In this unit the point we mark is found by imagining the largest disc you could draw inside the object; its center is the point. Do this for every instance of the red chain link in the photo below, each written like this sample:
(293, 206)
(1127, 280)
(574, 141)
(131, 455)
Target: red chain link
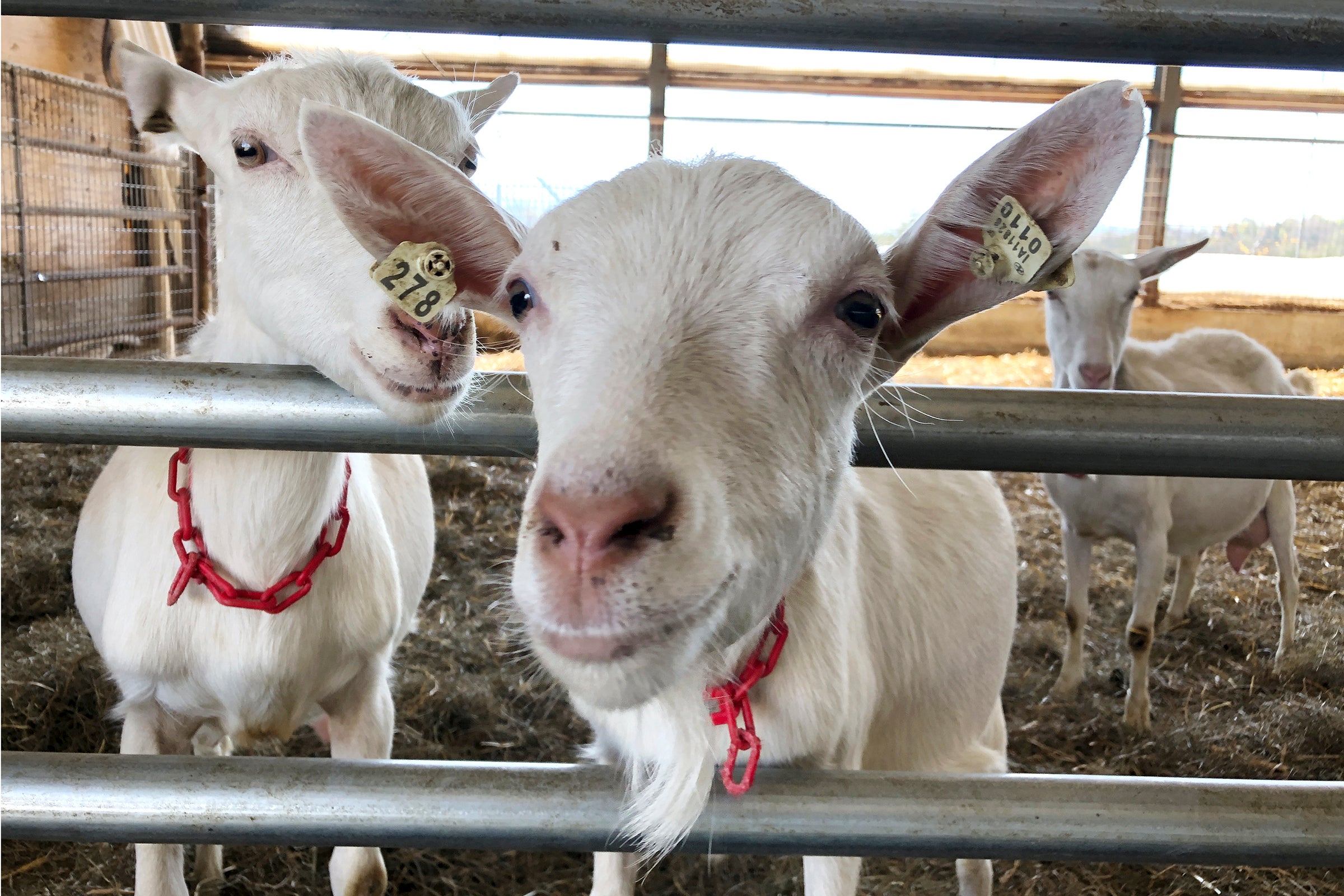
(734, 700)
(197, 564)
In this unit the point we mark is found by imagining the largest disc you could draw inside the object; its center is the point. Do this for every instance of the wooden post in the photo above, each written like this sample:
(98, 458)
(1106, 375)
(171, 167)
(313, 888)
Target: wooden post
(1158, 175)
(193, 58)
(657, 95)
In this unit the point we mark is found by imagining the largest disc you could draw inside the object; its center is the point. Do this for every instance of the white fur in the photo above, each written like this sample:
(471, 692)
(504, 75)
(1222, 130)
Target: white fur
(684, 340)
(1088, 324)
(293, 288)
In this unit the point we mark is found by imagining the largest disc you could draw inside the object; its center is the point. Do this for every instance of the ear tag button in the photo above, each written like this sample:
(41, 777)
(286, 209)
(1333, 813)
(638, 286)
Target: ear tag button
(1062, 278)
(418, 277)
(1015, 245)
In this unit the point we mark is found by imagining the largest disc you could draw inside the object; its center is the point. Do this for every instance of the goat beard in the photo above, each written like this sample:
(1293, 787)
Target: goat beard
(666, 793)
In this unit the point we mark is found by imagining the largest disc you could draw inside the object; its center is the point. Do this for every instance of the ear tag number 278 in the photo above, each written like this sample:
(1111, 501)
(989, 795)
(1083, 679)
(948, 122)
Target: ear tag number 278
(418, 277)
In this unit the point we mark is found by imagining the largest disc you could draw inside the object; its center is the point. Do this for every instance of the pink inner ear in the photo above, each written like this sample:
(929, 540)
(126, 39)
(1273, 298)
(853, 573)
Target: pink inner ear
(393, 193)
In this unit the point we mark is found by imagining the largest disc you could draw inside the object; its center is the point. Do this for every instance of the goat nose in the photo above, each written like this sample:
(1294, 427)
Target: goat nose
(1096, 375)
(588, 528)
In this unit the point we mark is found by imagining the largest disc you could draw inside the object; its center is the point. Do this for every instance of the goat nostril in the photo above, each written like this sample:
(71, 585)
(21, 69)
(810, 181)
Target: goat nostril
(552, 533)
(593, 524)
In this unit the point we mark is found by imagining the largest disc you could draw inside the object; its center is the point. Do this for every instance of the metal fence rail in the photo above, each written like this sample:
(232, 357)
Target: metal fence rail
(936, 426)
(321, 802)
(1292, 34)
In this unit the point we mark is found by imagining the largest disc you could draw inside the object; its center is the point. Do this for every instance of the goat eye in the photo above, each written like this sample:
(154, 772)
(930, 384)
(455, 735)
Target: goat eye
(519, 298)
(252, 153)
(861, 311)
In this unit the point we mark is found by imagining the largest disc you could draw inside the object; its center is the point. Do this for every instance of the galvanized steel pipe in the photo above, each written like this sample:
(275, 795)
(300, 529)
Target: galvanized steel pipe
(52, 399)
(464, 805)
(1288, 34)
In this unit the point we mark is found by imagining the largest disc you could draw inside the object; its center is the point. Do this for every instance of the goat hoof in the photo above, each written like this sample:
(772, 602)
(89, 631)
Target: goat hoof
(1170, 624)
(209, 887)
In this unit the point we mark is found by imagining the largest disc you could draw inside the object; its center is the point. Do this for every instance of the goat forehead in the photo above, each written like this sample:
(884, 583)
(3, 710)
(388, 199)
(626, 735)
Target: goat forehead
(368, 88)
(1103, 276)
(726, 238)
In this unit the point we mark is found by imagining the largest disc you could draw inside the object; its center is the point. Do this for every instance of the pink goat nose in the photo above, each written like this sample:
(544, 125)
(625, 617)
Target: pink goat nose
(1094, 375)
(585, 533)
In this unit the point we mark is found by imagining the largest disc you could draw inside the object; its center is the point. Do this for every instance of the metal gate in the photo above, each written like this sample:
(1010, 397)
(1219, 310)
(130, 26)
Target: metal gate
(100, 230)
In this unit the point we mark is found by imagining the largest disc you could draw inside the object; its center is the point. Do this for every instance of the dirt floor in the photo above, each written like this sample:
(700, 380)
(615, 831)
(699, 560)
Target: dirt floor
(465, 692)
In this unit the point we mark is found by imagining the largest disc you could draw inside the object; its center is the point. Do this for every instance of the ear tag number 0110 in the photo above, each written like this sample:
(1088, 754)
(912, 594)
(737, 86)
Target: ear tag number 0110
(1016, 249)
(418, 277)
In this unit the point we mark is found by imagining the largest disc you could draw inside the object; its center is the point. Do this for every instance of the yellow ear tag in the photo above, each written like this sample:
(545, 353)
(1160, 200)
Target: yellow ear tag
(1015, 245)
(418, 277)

────────────────────────────────────────

**How to complete this task**
Output all of the records word for word, and keep the pictures out of the copy.

**Output**
In this unit the point we mark is found by imagining the largest disc you could draw inside the object; its center is the point. Do this for every instance of the red chain link in the photo below, each written like this sample:
(293, 206)
(1127, 280)
(574, 141)
(131, 455)
Target: red chain link
(734, 700)
(197, 564)
In this unit the point we mark is found by imagining the largest disc you could draw inside the object; its center is the point. Do this for every instance of the wooden post in the photo above, each written like this sample:
(98, 458)
(1106, 375)
(171, 167)
(313, 888)
Target: wooden post
(1158, 175)
(193, 58)
(657, 95)
In this unit the point we mark is found by imagining the largest disc you could draw inside the object; its center is the point. Do this for every instance of the white fur in the photo above, each written like this sample:
(471, 692)
(504, 75)
(1222, 130)
Target: white fur
(684, 340)
(1088, 324)
(293, 288)
In this unit the point we mark is found by imagining the largest disc you could draw inside the object; its center is the point. Do this for every instance of the ear tag button in the photo above, each written like this sample:
(41, 777)
(286, 209)
(1333, 813)
(638, 286)
Target: ear tag button
(1062, 278)
(418, 277)
(1015, 245)
In this unit the point we mark is found by imagining the largest disc you could draw inside the object; its center is the point. Do this for every instance of the goat beard in the photo above, each written like this sample:
(1293, 787)
Target: goat beard
(666, 793)
In this unit the point we mark is found by imagining the largest disc you could draw inside the object; its center is the point. Do this for every instance of the ear tag number 278 in the photo above, each written like this sample:
(1111, 501)
(989, 795)
(1083, 679)
(948, 122)
Target: ear tag number 278
(418, 277)
In this unit the point we mark is found by imagining the largest disc you could draw inside the object; its center is the point. Do this for every instance of the pink inner ear in the photo above, each written like this sample:
(929, 540)
(126, 39)
(1273, 298)
(853, 573)
Target: pink inner ear
(393, 193)
In this unit the point we mark is found by imagining the largest disc you could draw inside the object; its center is the point. Do this for every instance of the goat nose in the photo above, each written like this sample:
(1294, 427)
Target: goat nose
(1096, 375)
(588, 528)
In this unit the point we mark is found by imagining the largest disc you could draw inside the object; its center is the point. Do this for every instance of the goat nostril in the photo above, each written like this sample:
(71, 585)
(21, 69)
(810, 181)
Target: goat nostril
(552, 533)
(593, 524)
In this unit the point we mark is found by imagining the largest disc you could draw inside the object; its center is the point. Do this for every instance of the metal fence rail in the photo above, each written like this sample:
(232, 357)
Target: metal fence rail
(936, 426)
(321, 802)
(1292, 34)
In this unit the point we mark is found by imagining the largest disc you could draw inside the object; its center is the point. Do this for every instance of the goat eye in the photo above, each written like this sample:
(154, 772)
(930, 384)
(455, 735)
Target: goat eye
(519, 298)
(252, 153)
(861, 311)
In this unit the point we mark is found by imagining the largest disc you could draw inside the object; its center is the point. Do this for every instance of the galvanized steel pipe in the photo above, each written like this sample:
(275, 795)
(300, 529)
Target: galvanized steel pipe
(52, 399)
(464, 805)
(1288, 34)
In this unit the point we mark is found by imagining the largest disc you could draw inside the object; its center is the point. Do this for every instance of the goat hoof in the photo above, each written like this sample:
(772, 602)
(89, 631)
Target: goat hoof
(1170, 624)
(209, 887)
In this unit the point we mark is found by imagining the largest disc you could draw inside the object; its center is the point. Do this for every instance of the goat forehead in the photo above, each written like this sample:
(884, 583)
(3, 710)
(388, 199)
(626, 735)
Target: goat forehead
(368, 88)
(1103, 276)
(726, 238)
In this unit the point we mark is found by imagining the largest disc you could draw inside the object; its center is the point. Do this for every instance of the pink goat nose in the photo above, each written like this sample:
(544, 125)
(625, 617)
Target: pink goat nose
(1094, 375)
(585, 533)
In this unit the point we mark is found by imagining the largest disc you could draw inside the object; its center is the point. Do this for every instance of the metal gate in the photo above, each written like this sample:
(1010, 397)
(1219, 310)
(130, 26)
Target: metal gate
(100, 230)
In this unit the point we mark is found by imagining the largest disc you could draw inside the object; its center is the point. Do this for every instance of the dirt floor in the photo above, each written like this sample:
(700, 380)
(615, 831)
(699, 560)
Target: dirt floor
(465, 692)
In this unit the point we mark is found by imagining the largest disc you could draw inside the object; its center is the point. Do this for every instance of the ear tag number 0110 in the photo above, each written like this sample:
(1088, 754)
(912, 594)
(737, 86)
Target: ear tag number 0110
(1016, 249)
(418, 277)
In this unit the point we mark is found by imagining the largest disc you could draw inside the object; its center is the point. Do this for every instance of the yellow ear tag in the photo above, each written like this sample:
(545, 353)
(1160, 200)
Target: yellow ear tag
(1015, 245)
(418, 277)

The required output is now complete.